--- Your task ---
How many lines in the entries below contain the string "white"? Matches must have the same case, and the reply should be only the number.

--- Provided data ---
• • •

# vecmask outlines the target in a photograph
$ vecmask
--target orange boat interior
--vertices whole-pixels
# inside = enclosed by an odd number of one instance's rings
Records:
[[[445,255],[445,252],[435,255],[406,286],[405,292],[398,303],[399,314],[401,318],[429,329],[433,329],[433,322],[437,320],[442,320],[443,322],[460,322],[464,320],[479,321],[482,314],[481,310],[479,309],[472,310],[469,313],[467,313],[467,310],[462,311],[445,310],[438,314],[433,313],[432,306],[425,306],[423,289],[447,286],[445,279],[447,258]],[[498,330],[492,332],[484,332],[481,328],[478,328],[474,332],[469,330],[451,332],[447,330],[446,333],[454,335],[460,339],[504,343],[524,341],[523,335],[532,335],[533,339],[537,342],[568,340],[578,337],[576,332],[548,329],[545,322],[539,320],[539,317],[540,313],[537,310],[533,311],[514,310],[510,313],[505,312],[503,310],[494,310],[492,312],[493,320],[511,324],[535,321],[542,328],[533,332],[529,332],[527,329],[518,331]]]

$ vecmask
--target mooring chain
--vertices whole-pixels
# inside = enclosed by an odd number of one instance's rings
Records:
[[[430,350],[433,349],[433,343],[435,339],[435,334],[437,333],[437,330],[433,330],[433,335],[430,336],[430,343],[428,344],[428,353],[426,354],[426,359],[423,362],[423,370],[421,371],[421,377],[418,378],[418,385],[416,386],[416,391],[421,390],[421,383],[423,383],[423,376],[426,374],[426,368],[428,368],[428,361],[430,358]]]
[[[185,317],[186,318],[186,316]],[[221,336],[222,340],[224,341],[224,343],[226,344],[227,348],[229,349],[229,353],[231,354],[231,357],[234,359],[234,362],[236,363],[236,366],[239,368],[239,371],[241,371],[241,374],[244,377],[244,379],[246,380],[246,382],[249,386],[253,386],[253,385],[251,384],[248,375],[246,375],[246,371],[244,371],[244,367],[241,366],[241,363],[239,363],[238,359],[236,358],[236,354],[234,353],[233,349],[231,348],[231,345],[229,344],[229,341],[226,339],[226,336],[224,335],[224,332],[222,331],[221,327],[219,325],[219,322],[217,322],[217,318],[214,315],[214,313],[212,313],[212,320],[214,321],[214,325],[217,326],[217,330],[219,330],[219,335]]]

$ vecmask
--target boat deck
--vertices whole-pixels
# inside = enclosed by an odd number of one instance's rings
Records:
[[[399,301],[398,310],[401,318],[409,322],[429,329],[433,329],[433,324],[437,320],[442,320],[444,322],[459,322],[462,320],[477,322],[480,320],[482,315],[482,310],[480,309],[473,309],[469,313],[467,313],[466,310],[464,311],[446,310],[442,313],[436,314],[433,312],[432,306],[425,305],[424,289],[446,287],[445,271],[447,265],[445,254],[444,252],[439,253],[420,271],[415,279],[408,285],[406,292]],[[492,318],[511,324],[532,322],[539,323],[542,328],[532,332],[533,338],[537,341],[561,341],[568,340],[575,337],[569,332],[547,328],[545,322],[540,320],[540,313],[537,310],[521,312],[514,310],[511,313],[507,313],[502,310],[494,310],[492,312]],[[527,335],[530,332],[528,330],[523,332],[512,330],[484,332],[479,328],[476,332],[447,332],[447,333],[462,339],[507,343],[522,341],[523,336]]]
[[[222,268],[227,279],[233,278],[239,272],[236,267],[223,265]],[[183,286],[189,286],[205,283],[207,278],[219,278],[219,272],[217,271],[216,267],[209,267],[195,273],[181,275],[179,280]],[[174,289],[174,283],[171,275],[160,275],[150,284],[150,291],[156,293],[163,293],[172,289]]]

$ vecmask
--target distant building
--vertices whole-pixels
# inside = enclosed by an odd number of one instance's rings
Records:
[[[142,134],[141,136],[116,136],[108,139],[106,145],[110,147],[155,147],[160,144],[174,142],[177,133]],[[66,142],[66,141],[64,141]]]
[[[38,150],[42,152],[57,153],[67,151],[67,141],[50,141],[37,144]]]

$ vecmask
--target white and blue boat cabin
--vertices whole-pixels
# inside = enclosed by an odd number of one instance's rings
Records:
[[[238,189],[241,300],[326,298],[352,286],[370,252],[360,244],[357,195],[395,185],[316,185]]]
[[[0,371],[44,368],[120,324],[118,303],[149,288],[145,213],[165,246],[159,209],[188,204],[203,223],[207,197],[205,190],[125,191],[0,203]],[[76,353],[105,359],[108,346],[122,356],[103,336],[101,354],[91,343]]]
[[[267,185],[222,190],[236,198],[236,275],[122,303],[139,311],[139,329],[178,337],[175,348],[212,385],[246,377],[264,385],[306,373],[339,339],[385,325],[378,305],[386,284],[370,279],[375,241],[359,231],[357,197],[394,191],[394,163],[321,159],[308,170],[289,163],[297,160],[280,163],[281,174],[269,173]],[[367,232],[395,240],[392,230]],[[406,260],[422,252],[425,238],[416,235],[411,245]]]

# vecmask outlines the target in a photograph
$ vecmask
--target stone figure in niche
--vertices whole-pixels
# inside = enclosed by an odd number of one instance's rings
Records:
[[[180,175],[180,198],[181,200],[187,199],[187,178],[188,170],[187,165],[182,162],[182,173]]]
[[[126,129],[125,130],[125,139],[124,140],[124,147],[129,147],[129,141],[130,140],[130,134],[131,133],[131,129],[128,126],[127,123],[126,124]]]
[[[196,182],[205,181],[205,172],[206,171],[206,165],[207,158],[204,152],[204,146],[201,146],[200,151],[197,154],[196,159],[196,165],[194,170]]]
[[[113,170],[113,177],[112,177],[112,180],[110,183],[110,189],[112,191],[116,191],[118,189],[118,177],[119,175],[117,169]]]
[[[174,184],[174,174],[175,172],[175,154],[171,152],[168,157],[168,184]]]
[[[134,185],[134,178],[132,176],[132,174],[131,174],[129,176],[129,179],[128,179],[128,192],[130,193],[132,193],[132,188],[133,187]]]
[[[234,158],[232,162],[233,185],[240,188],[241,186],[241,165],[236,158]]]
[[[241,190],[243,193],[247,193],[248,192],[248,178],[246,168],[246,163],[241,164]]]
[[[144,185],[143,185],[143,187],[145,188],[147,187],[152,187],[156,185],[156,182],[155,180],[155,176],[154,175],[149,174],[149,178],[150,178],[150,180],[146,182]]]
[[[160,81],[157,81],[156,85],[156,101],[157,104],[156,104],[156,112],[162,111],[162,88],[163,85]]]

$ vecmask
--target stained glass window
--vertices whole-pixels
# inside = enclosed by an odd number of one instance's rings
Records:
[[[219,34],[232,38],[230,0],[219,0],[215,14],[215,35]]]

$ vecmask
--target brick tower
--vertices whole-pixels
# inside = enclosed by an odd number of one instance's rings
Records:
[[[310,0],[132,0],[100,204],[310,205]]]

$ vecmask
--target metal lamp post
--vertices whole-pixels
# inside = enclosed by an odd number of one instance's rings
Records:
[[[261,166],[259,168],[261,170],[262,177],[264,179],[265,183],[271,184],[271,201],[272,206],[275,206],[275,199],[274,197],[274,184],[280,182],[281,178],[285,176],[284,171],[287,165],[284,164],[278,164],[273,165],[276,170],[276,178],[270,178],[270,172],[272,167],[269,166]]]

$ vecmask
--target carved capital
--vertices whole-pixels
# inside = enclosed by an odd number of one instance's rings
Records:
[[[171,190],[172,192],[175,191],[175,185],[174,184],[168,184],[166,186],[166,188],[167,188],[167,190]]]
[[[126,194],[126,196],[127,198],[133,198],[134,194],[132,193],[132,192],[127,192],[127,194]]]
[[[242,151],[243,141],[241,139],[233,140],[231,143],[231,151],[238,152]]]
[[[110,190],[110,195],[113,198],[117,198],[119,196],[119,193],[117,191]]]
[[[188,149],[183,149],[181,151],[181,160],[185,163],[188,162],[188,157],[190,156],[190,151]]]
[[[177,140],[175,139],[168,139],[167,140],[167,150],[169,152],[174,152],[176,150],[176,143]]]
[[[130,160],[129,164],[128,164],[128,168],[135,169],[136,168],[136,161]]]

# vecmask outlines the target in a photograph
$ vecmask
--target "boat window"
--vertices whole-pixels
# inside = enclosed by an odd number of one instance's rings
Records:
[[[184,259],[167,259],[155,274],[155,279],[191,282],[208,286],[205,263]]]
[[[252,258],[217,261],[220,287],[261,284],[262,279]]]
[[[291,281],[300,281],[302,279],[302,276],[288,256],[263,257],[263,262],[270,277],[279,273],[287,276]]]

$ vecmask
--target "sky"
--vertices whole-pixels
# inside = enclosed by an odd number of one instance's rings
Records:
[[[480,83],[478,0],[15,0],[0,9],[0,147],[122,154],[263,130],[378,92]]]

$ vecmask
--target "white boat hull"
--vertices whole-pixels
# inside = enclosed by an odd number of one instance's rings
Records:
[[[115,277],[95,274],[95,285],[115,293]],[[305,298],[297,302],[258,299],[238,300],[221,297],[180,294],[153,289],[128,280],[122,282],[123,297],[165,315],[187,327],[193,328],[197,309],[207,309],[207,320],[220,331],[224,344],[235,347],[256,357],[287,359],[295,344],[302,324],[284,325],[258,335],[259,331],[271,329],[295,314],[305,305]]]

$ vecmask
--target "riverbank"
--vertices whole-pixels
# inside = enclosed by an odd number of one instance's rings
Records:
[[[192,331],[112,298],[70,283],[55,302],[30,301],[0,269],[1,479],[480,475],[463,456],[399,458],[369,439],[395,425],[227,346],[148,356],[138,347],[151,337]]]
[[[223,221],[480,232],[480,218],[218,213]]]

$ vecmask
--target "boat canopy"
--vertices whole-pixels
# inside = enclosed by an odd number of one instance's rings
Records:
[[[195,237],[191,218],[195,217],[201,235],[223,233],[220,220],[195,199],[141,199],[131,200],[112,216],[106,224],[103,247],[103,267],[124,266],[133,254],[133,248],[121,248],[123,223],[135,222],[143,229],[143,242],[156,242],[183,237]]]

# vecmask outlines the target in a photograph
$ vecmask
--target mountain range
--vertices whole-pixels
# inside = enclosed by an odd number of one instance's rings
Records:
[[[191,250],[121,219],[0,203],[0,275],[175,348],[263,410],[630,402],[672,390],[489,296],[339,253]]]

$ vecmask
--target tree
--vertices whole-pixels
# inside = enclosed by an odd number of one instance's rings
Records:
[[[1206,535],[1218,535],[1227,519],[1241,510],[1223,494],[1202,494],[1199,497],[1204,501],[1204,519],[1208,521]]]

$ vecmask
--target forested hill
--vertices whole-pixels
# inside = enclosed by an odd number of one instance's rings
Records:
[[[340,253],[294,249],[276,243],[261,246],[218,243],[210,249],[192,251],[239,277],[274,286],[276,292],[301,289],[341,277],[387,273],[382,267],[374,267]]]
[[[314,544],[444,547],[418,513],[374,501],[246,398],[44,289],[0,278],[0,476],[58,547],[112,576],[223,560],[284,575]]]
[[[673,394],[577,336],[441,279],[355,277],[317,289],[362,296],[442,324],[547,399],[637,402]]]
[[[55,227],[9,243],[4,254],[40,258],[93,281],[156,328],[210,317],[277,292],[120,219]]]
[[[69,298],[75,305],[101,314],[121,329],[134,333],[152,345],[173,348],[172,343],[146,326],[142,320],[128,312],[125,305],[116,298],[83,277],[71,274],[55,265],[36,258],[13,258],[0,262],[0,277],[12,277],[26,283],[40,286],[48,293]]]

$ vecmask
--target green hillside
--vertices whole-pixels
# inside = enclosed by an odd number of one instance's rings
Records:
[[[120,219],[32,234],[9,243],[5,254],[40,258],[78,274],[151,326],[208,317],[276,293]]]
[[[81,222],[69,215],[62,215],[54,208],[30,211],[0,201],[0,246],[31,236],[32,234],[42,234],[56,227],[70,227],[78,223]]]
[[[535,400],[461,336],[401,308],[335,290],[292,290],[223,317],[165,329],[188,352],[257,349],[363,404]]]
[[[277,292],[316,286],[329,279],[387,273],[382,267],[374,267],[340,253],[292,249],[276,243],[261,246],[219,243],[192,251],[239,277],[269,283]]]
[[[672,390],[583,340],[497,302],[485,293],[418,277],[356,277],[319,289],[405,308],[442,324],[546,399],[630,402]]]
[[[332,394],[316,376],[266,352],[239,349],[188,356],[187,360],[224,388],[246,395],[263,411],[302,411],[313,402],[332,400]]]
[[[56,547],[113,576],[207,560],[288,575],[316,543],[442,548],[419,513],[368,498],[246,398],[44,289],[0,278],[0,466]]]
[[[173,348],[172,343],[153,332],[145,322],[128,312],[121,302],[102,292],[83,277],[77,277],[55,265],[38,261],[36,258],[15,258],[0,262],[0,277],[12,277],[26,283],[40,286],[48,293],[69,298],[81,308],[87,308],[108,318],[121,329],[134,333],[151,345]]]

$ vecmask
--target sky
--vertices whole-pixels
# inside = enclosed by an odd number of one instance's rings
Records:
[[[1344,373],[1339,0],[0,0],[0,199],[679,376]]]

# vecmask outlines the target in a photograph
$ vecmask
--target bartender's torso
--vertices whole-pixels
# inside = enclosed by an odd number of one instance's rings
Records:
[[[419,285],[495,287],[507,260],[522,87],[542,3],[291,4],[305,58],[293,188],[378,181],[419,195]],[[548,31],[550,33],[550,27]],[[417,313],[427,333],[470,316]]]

• • •

--- Reply ---
2